**Goal A**:
Reproduce the cv.spexvb help page word for word from "Integer, the number" to "s_j = 1). If NULL, initialized automatically.".
**Goal B**:
Which packages does the cv.spexvb help page list on its Imports line? Name every one.

**Source document**:
┄┄┄┄┄┄┄┄┄┄┄┄┄┄┄┄┄┄┄┄

Type: Package
Title: Parameter Expanded Variational Bayes for High-Dimensional Linear Regression
Version: 0.1.0
Description: Implements a parameter expanded variational Bayes algorithm for linear regression models with high-dimensional variable selection. The methodology utilizes spike-and-slab priors to perform simultaneous estimation and selection. Details can be found in Olejua et al. (2024) <doi:10.21203/rs.3.rs-7208847/v1>.
License: MIT + file LICENSE
Encoding: UTF-8
RoxygenNote: 7.3.3
Imports: Rcpp, glmnet, caret, foreach
LinkingTo: Rcpp, RcppArmadillo
Suggests: testthat (≥ 3.0.0), roxygen2, knitr, rmarkdown, doParallel
VignetteBuilder: knitr
NeedsCompilation: yes
Packaged: 2026-02-13 04:43:53 UTC; peter
Author: Peter Olejua ORCID iD [aut, cre], Alexander McLain [aut]
Maintainer: Peter Olejua <polejua@email.sc.edu>
Repository: CRAN
Date/Publication: 2026-02-17 21:40:02 UTC

Cross-validation for Sparse Paramaeter Expanded Variational Bayes (spexvb)

Description

Performs k-fold cross-validation for the spexvb model, allowing for evaluation of model performance across different tau_alpha values.

Usage

cv.spexvb(
  k = 5,
  X,
  Y,
  mu_0 = NULL,
  omega_0 = NULL,
  c_pi_0 = NULL,
  d_pi_0 = NULL,
  tau_e = NULL,
  update_order = NULL,
  mu_alpha = 1,
  tau_alpha = c(0, 10^(3:7)),
  tau_b = 400,
  standardize = TRUE,
  intercept = TRUE,
  max_iter = 100L,
  tol = 1e-05,
  seed = 12376,
  verbose = TRUE,
  parallel = TRUE
)

Arguments

k

Integer, the number of folds for cross-validation. Must be greater than 2.

X

A design matrix.

Y

A response vector.

mu_0

Initial variational mean (posterior expectation of beta_j | s_j = 1). If NULL, initialized automatically.

omega_0

Initial variational probability (posterior expectation of s_j). If NULL, initialized automatically.

c_pi_0

Prior parameter for pi (beta distribution shape1). If NULL, initialized automatically.

d_pi_0

Prior parameter for pi (beta distribution shape2). If NULL, initialized automatically.

tau_e

Initial precision of errors. If NULL, initialized automatically.

update_order

A numeric vector specifying the order of updates for coefficients. If NULL, initialized automatically.

mu_alpha

Mean for the prior on alpha (expansion parameter).

tau_alpha

A numeric vector of tau_alpha values to cross-validate over. Must have at least two values.

tau_b

Initial precision for beta_j (when s_j = 1).

┄┄┄┄┄┄┄┄┄┄┄┄┄┄┄┄┄┄┄┄

**Entries provided**:

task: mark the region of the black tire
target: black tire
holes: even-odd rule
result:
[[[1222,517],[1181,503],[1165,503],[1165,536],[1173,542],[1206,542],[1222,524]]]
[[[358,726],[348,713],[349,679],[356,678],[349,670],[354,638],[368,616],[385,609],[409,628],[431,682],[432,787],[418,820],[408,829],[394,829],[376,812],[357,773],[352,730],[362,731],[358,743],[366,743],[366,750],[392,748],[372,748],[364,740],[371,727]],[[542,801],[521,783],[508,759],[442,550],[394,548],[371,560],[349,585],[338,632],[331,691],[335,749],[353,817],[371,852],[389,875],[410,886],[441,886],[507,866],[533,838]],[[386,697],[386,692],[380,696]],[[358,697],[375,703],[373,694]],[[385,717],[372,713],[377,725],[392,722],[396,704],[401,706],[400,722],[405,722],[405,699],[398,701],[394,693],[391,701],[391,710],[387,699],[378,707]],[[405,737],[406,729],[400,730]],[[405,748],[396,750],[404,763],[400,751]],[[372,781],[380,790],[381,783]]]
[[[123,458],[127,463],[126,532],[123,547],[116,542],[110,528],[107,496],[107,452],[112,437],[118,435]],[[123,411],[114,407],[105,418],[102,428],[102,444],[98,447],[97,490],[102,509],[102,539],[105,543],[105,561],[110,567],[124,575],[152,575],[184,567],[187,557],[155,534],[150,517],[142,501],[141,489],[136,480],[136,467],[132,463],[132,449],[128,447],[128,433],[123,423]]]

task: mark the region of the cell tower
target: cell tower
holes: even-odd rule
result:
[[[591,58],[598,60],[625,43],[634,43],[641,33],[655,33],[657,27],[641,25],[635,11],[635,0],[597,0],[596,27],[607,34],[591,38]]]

┄┄┄┄┄┄┄┄┄┄┄┄┄┄┄┄┄┄┄┄

**Correct output A**:
Integer, the number of folds for cross-validation. Must be greater than 2.

X

A design matrix.

Y

A response vector.

mu_0

Initial variational mean (posterior expectation of beta_j | s_j = 1). If NULL, initialized automatically.

**Correct output B**:
Rcpp, glmnet, caret, foreach